_TASK TO CARRY OUT_: Transcribe all of the material exactly. Any picture in it should be left out.

== SUPPLIED DATA ==

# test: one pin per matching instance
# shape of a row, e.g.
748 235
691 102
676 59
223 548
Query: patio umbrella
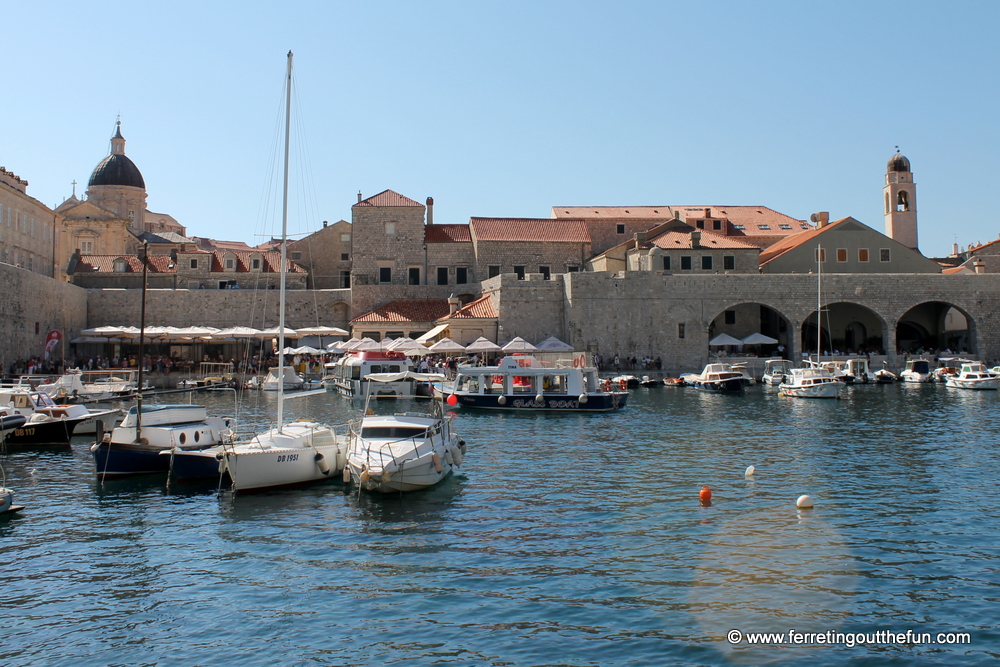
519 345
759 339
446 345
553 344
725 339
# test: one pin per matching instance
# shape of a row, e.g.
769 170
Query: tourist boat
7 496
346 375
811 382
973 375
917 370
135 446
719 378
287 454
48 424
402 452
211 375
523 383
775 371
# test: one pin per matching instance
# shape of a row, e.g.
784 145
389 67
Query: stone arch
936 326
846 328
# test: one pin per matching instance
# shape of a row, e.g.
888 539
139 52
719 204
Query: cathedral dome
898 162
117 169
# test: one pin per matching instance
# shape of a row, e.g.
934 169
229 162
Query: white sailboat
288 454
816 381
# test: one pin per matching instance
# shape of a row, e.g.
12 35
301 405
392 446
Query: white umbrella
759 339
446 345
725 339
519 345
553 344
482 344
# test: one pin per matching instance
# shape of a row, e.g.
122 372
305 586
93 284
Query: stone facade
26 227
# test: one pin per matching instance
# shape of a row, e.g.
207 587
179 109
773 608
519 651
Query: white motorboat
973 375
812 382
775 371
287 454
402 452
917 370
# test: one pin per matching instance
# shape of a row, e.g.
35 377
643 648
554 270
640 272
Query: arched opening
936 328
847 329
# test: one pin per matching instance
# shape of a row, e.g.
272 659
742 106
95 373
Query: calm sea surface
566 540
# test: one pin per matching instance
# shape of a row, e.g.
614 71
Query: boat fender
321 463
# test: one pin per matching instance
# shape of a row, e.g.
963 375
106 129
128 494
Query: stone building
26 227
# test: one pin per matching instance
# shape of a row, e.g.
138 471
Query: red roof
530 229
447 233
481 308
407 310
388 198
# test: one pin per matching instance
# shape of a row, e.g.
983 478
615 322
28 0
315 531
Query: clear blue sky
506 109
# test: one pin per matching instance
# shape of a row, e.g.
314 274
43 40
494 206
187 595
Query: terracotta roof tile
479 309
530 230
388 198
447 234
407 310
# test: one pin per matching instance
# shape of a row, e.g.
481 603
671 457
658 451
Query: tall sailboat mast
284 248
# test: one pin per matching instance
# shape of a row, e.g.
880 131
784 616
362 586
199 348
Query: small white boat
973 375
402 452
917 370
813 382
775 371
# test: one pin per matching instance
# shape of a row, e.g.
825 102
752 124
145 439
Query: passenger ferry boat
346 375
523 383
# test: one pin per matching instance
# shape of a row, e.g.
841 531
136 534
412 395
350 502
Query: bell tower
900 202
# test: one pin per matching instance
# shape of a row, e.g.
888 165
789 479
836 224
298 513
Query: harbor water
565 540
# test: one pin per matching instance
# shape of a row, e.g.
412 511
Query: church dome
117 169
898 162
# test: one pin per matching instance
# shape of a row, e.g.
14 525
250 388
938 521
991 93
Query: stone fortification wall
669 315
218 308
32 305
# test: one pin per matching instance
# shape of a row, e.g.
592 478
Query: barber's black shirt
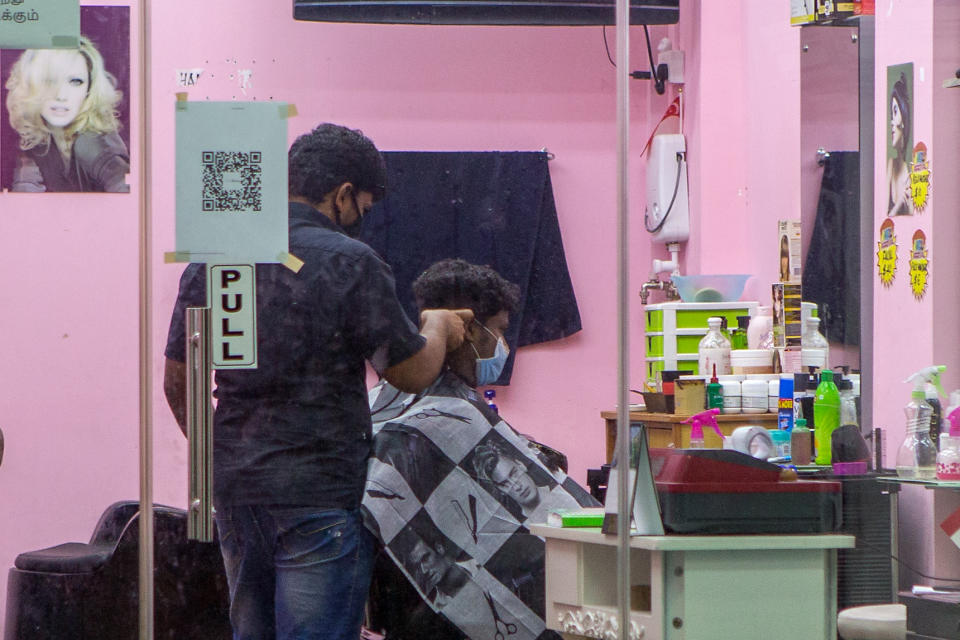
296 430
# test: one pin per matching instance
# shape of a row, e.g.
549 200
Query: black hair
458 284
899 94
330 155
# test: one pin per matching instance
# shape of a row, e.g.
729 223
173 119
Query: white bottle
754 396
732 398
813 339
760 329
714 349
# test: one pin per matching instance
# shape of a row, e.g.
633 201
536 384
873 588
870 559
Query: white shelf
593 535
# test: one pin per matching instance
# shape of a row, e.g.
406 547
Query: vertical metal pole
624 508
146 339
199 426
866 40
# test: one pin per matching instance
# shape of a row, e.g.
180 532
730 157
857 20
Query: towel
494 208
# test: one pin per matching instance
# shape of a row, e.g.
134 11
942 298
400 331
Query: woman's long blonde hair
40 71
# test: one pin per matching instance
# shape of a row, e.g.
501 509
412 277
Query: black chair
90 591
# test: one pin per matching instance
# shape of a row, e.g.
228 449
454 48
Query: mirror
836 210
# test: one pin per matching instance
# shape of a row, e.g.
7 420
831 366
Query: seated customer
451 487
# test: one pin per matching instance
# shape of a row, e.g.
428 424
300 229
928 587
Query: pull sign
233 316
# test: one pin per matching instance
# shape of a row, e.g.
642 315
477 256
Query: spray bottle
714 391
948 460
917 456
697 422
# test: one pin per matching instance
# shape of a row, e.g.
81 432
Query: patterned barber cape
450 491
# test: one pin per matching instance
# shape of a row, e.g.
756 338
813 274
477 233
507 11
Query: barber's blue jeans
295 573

===

_OUTPUT_:
# test: one pin per matching instance
# shape of a row, e.g.
748 235
691 102
676 59
223 548
Query: patio umbrella
519 345
759 339
446 345
553 344
725 339
# test: one pin per matching instance
# shape of a row, e.g.
769 170
Query: tourist boat
7 496
346 375
811 382
973 375
917 370
135 446
719 378
287 454
48 424
402 452
211 375
523 383
775 371
# test: one pin per matching instance
# shape of a row, e.g.
784 145
389 67
Query: stone arch
936 326
846 328
# test: one pin per matching instance
# shape of a row, e.g.
888 539
139 52
719 204
Query: cathedral dome
898 162
117 169
# test: one pin per matching instance
# shape of a row, e.g.
934 169
229 162
Query: white sailboat
288 454
816 381
# test: one pin per matching instance
# shape of a row, e.g.
12 35
301 405
392 446
Query: white umbrella
759 339
446 345
725 339
519 345
553 344
482 344
# test: one pin per matching instance
# shape of a row, e.g.
122 372
305 586
93 284
Query: stone facade
26 227
# test: one pin per matching instance
# shape of a row, e.g.
207 587
179 109
773 608
519 651
Query: white motorboat
973 375
812 382
775 371
287 454
402 452
917 370
# test: one pin per matching instance
# shape of a row, e.g.
35 377
643 648
554 270
640 272
Query: arched opening
936 328
847 329
# test: one pin per matching instance
# shape of a row, e.g.
272 659
742 106
95 373
Query: calm sea surface
566 540
# test: one pin per matching instance
# shape of a row, e.g.
614 71
Query: boat fender
321 463
# test: one pin per matching instance
# shape of a row, e.g.
963 375
106 129
128 494
Query: stone building
26 227
# test: one pin per matching instance
# shape of a row, e.g.
138 471
Query: red roof
530 229
447 233
481 308
407 310
388 198
# test: one pin per matching instance
# shape of a row, e.g.
983 478
615 322
28 0
315 531
Query: clear blue sky
506 109
# test: one pin per matching instance
# shape of a row, e.g.
314 274
43 40
494 206
187 595
Query: terracotta roof tile
479 309
530 230
388 198
447 234
407 310
# test: one pin per matching instance
# shape of a row, e.g.
481 603
671 457
658 451
Query: tall sailboat mast
284 248
# test: one pin per matching instance
# shape of a row, e.g.
880 131
784 616
362 586
199 348
Query: small white boat
973 375
402 452
917 370
813 382
775 371
# test: one pin per matching instance
# shape of a row, e.g.
825 102
752 124
145 439
Query: passenger ferry boat
346 375
523 383
# test: one pin per matching instance
# shape of a row, e.g.
841 531
136 534
412 395
350 502
Query: bell tower
900 202
# test: one pin per matching instance
# shape of a row, e.g.
888 165
789 479
836 224
298 513
Query: harbor water
565 540
# test: one pin per matching instance
# shape of a row, e.g.
412 511
Query: church dome
117 169
898 162
# test: one pin per matching instance
# shape of a row, e.g.
14 525
250 388
938 521
991 93
Query: stone fortification wall
669 315
218 308
32 305
# test: one pin per matching instance
# shape of a row, e.g.
592 478
Query: barber's black shirt
296 430
# test: one pin per matching instance
# shape of a row, e.g.
549 200
Query: black hair
458 284
899 94
330 155
# test: one pin per matching instance
# shape of a row, e.g.
729 223
173 119
Query: white bottle
754 396
732 398
813 339
760 329
714 349
# test: one pin per matching instance
# shape of a row, e.g.
633 201
536 384
873 588
870 559
Query: white shelf
593 535
# test: one pin per matching instance
# shape of a row, e.g.
406 547
Query: vertical metal pole
624 508
146 339
199 426
866 40
# test: one pin per matching instance
# shape of a row, e.g.
180 532
730 157
857 20
Query: towel
494 208
# test: one pin per matching instance
# shape of a row, e.g.
134 11
942 298
400 331
Query: woman's long blonde hair
40 71
# test: one pin per matching instance
# shape of a row, e.g.
501 509
412 277
Query: black chair
90 591
# test: one pin per matching instance
# shape of a row, e.g.
228 449
454 48
Query: mirror
836 210
# test: one pin per matching instance
# shape of a row, e.g.
7 420
831 366
Query: seated customer
451 487
# test: one pin per matching instance
# shape of a row, e.g.
428 424
300 229
928 587
Query: pull sign
233 316
# test: one pin per matching instance
# shape of a row, e.g.
642 315
477 256
Query: spray bottle
714 391
948 460
917 456
697 422
# test: one pin per matching instance
# shape of a row, e.g.
81 432
Query: patterned barber cape
450 491
# test: one pin per matching instance
# shape of a row, e.g.
756 338
813 274
477 233
507 11
Query: barber's blue jeans
295 573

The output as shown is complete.